• [Written problem] Which lines in the material below contain the word "gray"? Locate each one and copy it out in full; case counts.

• [Records shown]
....
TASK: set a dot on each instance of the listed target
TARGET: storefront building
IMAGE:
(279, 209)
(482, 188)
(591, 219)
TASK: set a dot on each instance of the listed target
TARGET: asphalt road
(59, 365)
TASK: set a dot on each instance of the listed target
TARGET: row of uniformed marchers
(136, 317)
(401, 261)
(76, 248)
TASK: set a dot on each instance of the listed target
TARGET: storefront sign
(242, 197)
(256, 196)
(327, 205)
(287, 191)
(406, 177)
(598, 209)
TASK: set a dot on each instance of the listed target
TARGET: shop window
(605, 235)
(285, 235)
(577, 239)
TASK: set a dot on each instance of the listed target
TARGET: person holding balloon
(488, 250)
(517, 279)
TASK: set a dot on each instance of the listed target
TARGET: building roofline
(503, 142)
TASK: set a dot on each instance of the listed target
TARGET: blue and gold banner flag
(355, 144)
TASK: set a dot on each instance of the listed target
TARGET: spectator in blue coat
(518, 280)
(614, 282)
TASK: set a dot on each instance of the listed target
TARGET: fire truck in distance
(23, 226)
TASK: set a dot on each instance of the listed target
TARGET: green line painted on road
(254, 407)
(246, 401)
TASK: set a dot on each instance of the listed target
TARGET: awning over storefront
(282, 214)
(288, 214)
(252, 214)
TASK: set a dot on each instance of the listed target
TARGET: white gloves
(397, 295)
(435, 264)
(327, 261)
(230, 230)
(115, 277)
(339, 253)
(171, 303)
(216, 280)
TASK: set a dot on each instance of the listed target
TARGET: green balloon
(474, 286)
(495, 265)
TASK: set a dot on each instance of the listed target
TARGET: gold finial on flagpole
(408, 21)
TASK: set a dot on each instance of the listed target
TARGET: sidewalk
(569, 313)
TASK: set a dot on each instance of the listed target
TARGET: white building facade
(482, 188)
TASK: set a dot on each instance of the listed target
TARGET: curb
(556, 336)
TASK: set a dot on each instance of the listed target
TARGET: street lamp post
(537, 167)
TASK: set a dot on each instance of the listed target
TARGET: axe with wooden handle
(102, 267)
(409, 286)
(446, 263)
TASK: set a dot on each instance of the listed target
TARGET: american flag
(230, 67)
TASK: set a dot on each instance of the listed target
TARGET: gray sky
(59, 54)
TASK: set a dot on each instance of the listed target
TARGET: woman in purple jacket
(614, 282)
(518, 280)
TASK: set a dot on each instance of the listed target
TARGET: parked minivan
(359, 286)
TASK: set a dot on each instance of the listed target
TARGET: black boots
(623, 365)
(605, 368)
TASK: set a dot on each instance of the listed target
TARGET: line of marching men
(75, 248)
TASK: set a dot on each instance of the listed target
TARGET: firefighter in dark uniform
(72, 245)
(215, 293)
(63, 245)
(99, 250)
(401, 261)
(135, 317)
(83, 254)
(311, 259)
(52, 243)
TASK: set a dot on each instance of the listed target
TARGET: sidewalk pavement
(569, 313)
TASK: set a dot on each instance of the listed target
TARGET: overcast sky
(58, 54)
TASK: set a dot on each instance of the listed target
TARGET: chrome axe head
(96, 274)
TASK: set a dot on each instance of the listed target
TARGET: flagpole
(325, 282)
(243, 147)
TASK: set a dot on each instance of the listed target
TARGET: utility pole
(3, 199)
....
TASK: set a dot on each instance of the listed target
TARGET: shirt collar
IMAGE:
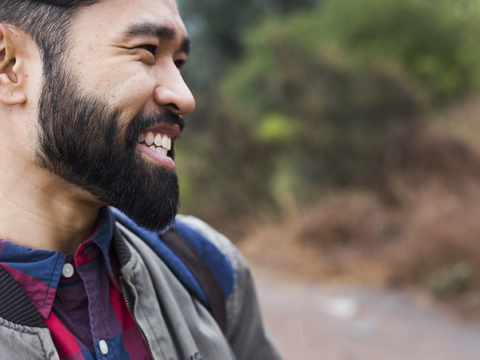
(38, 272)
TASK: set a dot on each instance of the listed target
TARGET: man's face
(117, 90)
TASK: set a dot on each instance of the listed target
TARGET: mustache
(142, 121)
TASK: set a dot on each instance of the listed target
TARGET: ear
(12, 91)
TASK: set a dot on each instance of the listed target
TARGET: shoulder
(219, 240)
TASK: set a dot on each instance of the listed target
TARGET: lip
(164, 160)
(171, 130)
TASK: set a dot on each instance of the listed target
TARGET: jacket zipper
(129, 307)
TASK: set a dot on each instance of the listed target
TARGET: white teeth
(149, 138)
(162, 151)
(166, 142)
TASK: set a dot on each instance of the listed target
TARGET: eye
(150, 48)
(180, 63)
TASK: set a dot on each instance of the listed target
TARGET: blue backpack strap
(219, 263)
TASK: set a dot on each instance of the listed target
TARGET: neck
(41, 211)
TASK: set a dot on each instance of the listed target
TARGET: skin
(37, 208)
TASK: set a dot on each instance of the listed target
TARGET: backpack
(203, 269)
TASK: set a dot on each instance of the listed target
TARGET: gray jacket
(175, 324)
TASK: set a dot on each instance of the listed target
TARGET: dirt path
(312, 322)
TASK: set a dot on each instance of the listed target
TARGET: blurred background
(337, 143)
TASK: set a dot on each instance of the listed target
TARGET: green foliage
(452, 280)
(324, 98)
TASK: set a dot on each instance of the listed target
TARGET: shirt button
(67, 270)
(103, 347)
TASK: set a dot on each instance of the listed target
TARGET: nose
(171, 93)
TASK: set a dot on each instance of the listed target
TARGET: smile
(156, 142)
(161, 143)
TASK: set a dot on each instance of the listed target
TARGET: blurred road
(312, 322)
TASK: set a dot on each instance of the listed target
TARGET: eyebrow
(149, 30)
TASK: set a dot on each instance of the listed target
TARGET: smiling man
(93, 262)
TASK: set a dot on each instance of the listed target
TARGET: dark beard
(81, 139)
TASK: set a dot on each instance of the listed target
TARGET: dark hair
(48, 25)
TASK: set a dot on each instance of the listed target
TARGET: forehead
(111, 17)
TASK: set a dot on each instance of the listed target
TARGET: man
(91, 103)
....
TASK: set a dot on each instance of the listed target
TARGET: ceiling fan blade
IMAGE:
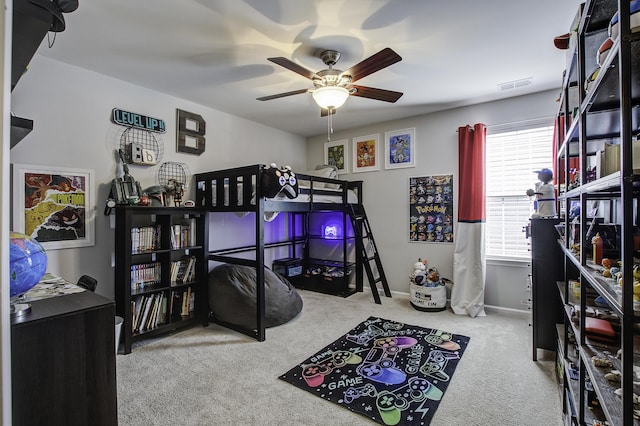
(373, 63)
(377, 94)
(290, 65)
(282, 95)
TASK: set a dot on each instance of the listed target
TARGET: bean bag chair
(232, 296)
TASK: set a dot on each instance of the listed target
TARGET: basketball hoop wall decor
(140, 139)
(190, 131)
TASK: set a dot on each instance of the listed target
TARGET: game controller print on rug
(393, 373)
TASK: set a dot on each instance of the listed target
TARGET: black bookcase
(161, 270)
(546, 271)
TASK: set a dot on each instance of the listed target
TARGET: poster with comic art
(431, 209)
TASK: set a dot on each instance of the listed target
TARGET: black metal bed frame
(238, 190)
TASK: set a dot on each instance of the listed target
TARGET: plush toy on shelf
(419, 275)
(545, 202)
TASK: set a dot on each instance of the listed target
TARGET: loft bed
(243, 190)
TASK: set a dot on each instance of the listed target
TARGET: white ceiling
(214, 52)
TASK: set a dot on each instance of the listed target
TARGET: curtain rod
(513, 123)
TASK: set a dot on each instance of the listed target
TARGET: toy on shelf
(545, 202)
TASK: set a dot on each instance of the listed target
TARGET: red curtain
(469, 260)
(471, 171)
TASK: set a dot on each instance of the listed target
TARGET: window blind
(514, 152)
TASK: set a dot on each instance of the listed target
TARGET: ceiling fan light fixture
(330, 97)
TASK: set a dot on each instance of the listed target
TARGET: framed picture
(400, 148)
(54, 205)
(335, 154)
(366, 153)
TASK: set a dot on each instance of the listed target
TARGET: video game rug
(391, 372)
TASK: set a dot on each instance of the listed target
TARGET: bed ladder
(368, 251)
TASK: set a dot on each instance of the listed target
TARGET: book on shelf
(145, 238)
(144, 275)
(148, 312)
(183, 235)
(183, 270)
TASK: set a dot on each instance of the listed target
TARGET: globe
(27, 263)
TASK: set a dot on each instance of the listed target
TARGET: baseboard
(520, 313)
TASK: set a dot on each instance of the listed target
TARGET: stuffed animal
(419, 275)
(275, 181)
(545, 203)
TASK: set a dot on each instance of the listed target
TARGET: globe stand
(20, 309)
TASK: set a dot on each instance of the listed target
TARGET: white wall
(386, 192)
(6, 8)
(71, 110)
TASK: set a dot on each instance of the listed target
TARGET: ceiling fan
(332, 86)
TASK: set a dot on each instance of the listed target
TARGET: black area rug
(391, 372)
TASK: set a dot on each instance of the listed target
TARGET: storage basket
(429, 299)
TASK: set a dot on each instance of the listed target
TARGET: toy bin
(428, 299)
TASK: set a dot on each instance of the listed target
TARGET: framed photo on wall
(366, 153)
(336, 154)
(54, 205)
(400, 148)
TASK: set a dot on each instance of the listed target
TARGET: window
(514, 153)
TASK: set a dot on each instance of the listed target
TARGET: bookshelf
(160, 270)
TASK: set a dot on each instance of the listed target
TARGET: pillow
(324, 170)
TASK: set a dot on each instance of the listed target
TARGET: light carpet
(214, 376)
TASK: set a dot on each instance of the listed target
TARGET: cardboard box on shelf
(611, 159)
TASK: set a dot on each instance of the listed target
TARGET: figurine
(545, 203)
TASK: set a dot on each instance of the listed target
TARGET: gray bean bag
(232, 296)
....
• [Result]
TARGET: gray sky
TARGET: gray jacket
TARGET: gray bean bag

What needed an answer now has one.